Only the lines from the one bearing "If you could locate the player's hand" to the final line should be transcribed, exactly and with both ends included. Pictures are to be left out.

>> begin

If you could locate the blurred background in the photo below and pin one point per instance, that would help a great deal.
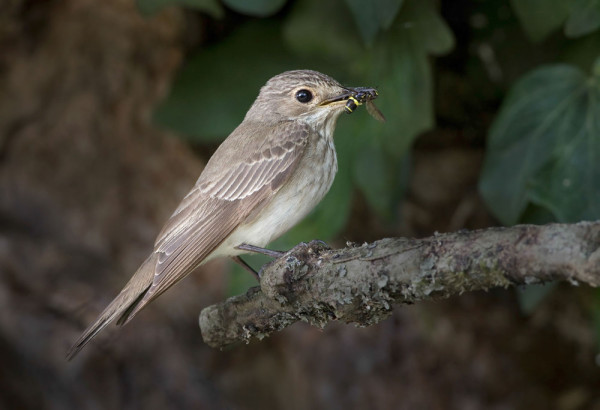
(109, 110)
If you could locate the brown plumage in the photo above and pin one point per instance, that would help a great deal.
(265, 177)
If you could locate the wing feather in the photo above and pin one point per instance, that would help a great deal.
(218, 205)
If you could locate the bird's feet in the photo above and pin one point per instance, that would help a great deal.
(315, 245)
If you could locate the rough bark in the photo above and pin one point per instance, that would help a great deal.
(360, 284)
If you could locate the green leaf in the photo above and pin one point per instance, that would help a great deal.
(211, 7)
(584, 18)
(544, 147)
(400, 66)
(323, 30)
(258, 8)
(372, 16)
(397, 64)
(213, 91)
(541, 17)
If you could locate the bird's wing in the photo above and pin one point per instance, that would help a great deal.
(214, 208)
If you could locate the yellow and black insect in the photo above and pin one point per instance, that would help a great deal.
(359, 96)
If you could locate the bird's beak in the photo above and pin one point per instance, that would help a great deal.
(341, 97)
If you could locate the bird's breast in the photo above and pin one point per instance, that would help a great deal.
(297, 197)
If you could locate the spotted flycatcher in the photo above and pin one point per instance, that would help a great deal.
(264, 178)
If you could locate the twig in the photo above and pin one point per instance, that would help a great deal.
(360, 284)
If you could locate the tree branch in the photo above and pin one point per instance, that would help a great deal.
(360, 284)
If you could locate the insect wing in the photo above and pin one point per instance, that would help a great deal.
(374, 111)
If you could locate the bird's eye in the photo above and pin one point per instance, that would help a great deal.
(304, 96)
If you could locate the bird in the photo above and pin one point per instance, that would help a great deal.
(267, 175)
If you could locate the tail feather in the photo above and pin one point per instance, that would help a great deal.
(121, 307)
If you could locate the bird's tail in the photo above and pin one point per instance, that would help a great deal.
(121, 307)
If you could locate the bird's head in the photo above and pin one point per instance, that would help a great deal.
(304, 95)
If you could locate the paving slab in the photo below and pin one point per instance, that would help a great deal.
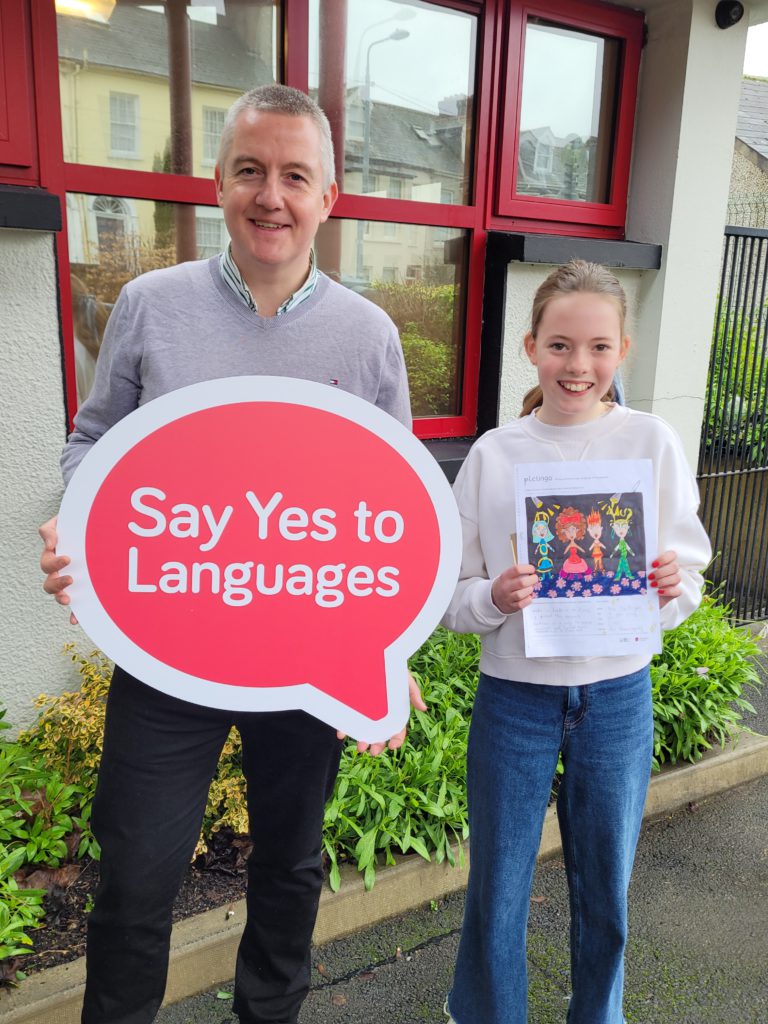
(698, 909)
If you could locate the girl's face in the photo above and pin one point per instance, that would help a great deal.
(577, 350)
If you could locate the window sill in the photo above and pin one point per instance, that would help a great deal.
(450, 454)
(556, 249)
(31, 209)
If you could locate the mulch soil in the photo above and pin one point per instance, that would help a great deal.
(213, 880)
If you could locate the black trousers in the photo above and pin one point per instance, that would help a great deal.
(159, 758)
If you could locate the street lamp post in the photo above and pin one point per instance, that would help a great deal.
(393, 37)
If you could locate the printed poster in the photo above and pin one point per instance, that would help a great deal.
(590, 530)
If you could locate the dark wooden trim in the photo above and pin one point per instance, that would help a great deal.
(557, 249)
(30, 208)
(450, 453)
(492, 336)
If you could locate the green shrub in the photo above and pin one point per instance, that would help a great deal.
(414, 799)
(737, 390)
(424, 315)
(69, 732)
(36, 816)
(698, 682)
(430, 376)
(20, 909)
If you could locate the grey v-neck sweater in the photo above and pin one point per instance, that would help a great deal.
(182, 325)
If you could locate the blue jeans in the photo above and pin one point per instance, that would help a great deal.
(605, 732)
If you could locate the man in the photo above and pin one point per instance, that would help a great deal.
(261, 307)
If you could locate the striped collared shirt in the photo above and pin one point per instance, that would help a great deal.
(233, 279)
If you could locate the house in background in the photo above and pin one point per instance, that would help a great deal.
(748, 204)
(477, 141)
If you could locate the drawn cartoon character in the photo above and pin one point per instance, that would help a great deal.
(541, 535)
(570, 526)
(620, 527)
(595, 529)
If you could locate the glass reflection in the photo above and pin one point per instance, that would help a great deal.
(113, 240)
(145, 87)
(417, 274)
(402, 110)
(567, 114)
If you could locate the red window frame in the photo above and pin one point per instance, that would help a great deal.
(501, 23)
(18, 162)
(619, 23)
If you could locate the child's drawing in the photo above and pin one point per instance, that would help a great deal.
(580, 560)
(620, 525)
(541, 535)
(570, 526)
(595, 529)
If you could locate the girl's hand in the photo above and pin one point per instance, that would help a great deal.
(513, 590)
(665, 578)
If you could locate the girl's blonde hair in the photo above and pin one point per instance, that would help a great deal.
(576, 275)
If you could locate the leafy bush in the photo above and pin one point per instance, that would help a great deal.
(37, 815)
(698, 683)
(737, 390)
(429, 373)
(69, 732)
(428, 308)
(424, 314)
(414, 799)
(20, 909)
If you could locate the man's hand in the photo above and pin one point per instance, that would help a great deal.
(513, 590)
(665, 578)
(417, 700)
(51, 564)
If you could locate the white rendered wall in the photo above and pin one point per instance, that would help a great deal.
(686, 117)
(32, 426)
(687, 107)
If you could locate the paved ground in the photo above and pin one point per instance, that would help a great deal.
(698, 949)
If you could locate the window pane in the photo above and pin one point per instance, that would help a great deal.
(418, 274)
(113, 240)
(403, 105)
(117, 91)
(567, 113)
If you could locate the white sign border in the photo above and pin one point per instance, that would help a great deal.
(101, 458)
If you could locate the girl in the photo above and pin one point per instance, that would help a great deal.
(596, 710)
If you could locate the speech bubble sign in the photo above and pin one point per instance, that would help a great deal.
(263, 544)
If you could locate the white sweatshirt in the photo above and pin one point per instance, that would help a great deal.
(484, 491)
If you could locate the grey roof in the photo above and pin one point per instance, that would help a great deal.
(752, 126)
(136, 39)
(401, 138)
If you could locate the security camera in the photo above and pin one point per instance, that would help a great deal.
(728, 12)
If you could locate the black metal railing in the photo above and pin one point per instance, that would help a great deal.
(733, 454)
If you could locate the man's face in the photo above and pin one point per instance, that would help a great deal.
(271, 190)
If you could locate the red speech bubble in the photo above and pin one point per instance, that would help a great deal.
(263, 543)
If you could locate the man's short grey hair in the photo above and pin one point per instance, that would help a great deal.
(282, 99)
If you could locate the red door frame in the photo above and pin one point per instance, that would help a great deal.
(495, 104)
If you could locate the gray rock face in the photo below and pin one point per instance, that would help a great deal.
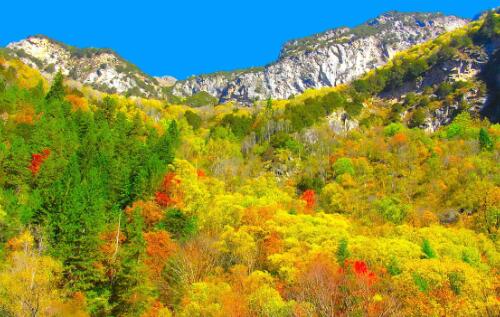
(102, 69)
(326, 59)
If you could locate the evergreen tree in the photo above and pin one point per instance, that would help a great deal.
(485, 140)
(56, 91)
(428, 250)
(342, 251)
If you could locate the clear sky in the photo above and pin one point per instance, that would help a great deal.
(181, 38)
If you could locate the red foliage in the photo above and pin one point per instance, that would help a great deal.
(159, 247)
(168, 194)
(309, 196)
(162, 199)
(360, 267)
(201, 173)
(37, 160)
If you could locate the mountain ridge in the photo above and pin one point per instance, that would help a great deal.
(335, 56)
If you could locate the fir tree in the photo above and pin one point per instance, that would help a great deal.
(56, 91)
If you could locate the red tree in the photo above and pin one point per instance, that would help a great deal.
(309, 196)
(37, 160)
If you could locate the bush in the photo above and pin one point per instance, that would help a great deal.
(392, 129)
(343, 166)
(239, 125)
(391, 209)
(193, 119)
(201, 99)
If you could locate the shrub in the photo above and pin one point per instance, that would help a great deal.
(193, 119)
(343, 166)
(391, 209)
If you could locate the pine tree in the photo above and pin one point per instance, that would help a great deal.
(56, 91)
(485, 140)
(428, 250)
(342, 251)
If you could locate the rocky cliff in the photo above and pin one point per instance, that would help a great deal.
(327, 59)
(102, 69)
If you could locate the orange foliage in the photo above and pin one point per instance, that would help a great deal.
(168, 193)
(25, 116)
(109, 238)
(257, 216)
(37, 160)
(338, 290)
(201, 173)
(399, 139)
(159, 247)
(156, 310)
(150, 212)
(309, 196)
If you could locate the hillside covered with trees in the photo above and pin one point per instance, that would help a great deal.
(378, 198)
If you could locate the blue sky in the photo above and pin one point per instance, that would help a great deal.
(181, 38)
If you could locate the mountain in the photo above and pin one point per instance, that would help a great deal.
(375, 198)
(327, 59)
(103, 69)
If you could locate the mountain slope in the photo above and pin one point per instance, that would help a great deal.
(327, 59)
(102, 69)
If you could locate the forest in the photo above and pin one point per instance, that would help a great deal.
(114, 205)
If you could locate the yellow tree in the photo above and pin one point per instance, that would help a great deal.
(28, 281)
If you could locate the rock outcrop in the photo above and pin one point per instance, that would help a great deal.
(102, 69)
(327, 59)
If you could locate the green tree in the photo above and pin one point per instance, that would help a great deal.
(56, 91)
(193, 119)
(343, 166)
(485, 140)
(342, 253)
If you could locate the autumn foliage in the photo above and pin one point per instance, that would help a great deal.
(309, 196)
(159, 247)
(168, 195)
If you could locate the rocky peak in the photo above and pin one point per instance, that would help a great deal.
(326, 59)
(103, 69)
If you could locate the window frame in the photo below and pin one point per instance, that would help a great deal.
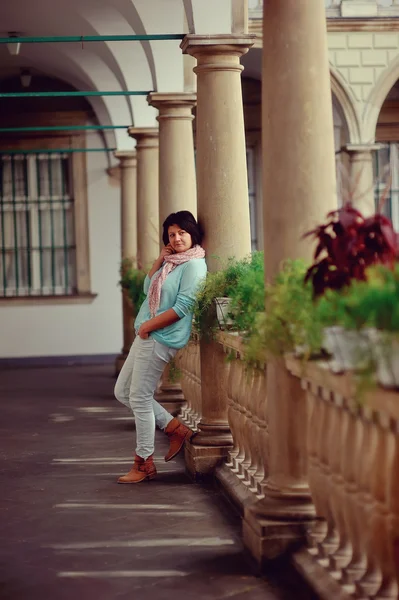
(78, 166)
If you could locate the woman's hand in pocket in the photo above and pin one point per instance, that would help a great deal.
(143, 331)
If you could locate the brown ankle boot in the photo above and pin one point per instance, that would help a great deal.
(141, 470)
(178, 434)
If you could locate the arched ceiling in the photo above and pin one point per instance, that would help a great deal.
(108, 66)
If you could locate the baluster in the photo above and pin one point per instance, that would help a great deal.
(263, 432)
(197, 384)
(342, 452)
(356, 470)
(256, 467)
(368, 583)
(330, 542)
(247, 414)
(233, 381)
(316, 417)
(240, 392)
(381, 540)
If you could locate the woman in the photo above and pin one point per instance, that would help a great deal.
(162, 326)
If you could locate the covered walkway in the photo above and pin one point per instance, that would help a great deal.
(70, 532)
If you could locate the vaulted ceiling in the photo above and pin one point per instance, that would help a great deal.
(109, 66)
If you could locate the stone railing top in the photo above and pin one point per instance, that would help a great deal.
(342, 389)
(343, 8)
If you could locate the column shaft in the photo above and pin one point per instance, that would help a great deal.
(177, 185)
(223, 209)
(299, 188)
(127, 167)
(177, 190)
(147, 195)
(222, 186)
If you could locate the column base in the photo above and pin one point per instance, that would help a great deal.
(234, 489)
(268, 539)
(201, 461)
(171, 400)
(289, 504)
(278, 523)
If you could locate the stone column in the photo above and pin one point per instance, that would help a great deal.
(128, 182)
(177, 185)
(299, 188)
(177, 191)
(223, 209)
(362, 177)
(147, 195)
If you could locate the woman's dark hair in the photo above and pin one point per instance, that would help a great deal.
(185, 220)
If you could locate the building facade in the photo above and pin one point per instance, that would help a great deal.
(75, 201)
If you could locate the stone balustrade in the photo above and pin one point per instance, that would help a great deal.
(188, 362)
(351, 550)
(353, 474)
(344, 8)
(246, 468)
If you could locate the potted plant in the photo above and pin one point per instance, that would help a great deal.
(344, 320)
(379, 299)
(218, 302)
(288, 324)
(347, 244)
(247, 297)
(132, 282)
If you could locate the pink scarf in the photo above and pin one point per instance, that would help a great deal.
(171, 262)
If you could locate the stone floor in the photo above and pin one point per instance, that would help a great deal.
(69, 532)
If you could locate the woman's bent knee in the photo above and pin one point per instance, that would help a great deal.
(119, 393)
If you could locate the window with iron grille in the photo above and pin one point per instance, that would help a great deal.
(386, 166)
(251, 170)
(37, 232)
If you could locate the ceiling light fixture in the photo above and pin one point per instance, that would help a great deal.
(13, 47)
(26, 77)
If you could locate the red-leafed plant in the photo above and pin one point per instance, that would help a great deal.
(347, 244)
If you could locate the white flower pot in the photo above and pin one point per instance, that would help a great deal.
(222, 312)
(386, 355)
(349, 349)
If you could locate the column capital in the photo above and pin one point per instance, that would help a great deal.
(146, 137)
(127, 158)
(229, 43)
(173, 105)
(362, 148)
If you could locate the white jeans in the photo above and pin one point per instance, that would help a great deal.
(135, 388)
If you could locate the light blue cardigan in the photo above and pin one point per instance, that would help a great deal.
(178, 292)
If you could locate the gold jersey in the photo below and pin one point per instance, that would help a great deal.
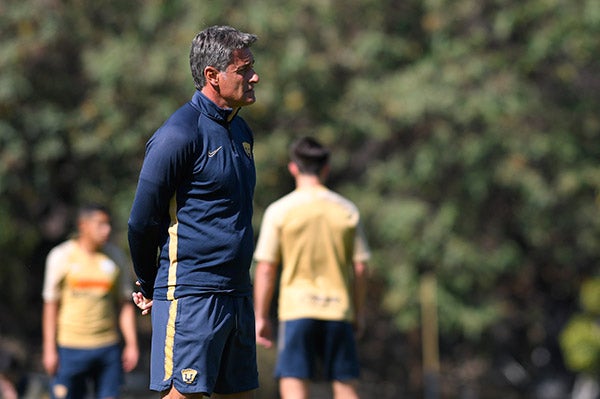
(316, 235)
(89, 288)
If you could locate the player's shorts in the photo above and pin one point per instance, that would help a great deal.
(77, 367)
(317, 349)
(204, 344)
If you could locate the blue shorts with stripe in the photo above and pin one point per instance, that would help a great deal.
(77, 367)
(317, 349)
(204, 344)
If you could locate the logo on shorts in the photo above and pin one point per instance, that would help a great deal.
(189, 375)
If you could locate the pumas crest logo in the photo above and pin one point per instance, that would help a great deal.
(248, 149)
(189, 375)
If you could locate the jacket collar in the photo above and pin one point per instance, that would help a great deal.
(209, 108)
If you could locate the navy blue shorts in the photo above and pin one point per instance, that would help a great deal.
(317, 349)
(77, 367)
(204, 344)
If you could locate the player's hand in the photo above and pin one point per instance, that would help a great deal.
(264, 334)
(130, 357)
(50, 361)
(141, 302)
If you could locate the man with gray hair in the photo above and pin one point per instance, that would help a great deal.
(199, 288)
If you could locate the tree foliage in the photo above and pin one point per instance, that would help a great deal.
(466, 131)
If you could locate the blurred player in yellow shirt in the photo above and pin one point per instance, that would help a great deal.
(316, 236)
(87, 300)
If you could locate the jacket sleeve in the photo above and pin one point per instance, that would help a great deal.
(166, 159)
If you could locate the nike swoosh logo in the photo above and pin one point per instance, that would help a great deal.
(214, 152)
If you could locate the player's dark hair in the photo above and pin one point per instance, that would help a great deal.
(310, 155)
(214, 47)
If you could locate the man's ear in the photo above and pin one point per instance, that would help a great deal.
(293, 169)
(211, 74)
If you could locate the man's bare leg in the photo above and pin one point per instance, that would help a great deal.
(293, 388)
(345, 389)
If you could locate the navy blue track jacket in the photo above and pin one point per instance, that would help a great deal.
(193, 205)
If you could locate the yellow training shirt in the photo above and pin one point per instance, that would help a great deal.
(89, 288)
(316, 235)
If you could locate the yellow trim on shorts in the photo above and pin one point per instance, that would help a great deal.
(170, 340)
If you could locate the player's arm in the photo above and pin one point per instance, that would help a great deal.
(53, 275)
(49, 328)
(360, 294)
(166, 159)
(264, 286)
(127, 324)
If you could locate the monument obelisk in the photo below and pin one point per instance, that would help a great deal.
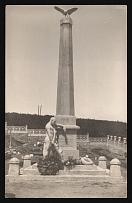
(65, 113)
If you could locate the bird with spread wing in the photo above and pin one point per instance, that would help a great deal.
(66, 12)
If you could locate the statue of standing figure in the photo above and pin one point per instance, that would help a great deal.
(52, 137)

>> end

- **OUTPUT FOR THIS EXERCISE**:
If you could locate the player's hand in the photo above and pin one point per instance, that would help a great deal.
(264, 334)
(130, 357)
(50, 361)
(141, 302)
If you could locate the man with gray hair in the photo above and pin one point per instance, that would help a great deal.
(199, 288)
If you could locate the tree foliage in the photo above and pin one point per instance, that would help a great deal.
(466, 131)
If you could locate the blurred player in yellow shirt in the photo above and pin one point per instance, that would help a great deal.
(316, 236)
(87, 300)
If you could locate the jacket sleeve in the photo above and pin one point per instance, that would help a great deal.
(166, 159)
If you could locate the nike swoosh logo in the photo above and pin one point per instance, that would help a great deal.
(214, 152)
If you could locate the player's dark hair in the photo above and pin one point per instance, that would help a great deal.
(310, 155)
(214, 47)
If you could locate the man's ear in the photo above and pin one point per instance, that would help a great deal.
(293, 169)
(211, 74)
If you could locate the man's bare leg in the photo above and pin one point per instance, that would help a great deal.
(293, 388)
(345, 389)
If you could locate the navy blue track jacket in the photo above and pin one point per instance, that would help a great deal.
(193, 205)
If you could locate the yellow training shirt in the photo above and pin one point per instance, that would help a great deal.
(89, 288)
(316, 235)
If you could locate the yellow trim on shorts in the photo above and pin one point per instance, that would help a great deal.
(170, 340)
If you could locate the player's arm in the photo above and pin one point per instance, that would help a great deal.
(53, 275)
(49, 328)
(360, 294)
(166, 159)
(264, 286)
(127, 324)
If you could locate the monument obelisk in the photo below and pin one point per instance, that would help a great deal.
(65, 113)
If you could locate the bird with spread wing in the photo above and pin one point per instance, that would help a great deal.
(66, 12)
If you could locate the statue of standing figure in the photo above and pin one point per instance, that would help a great deal.
(52, 137)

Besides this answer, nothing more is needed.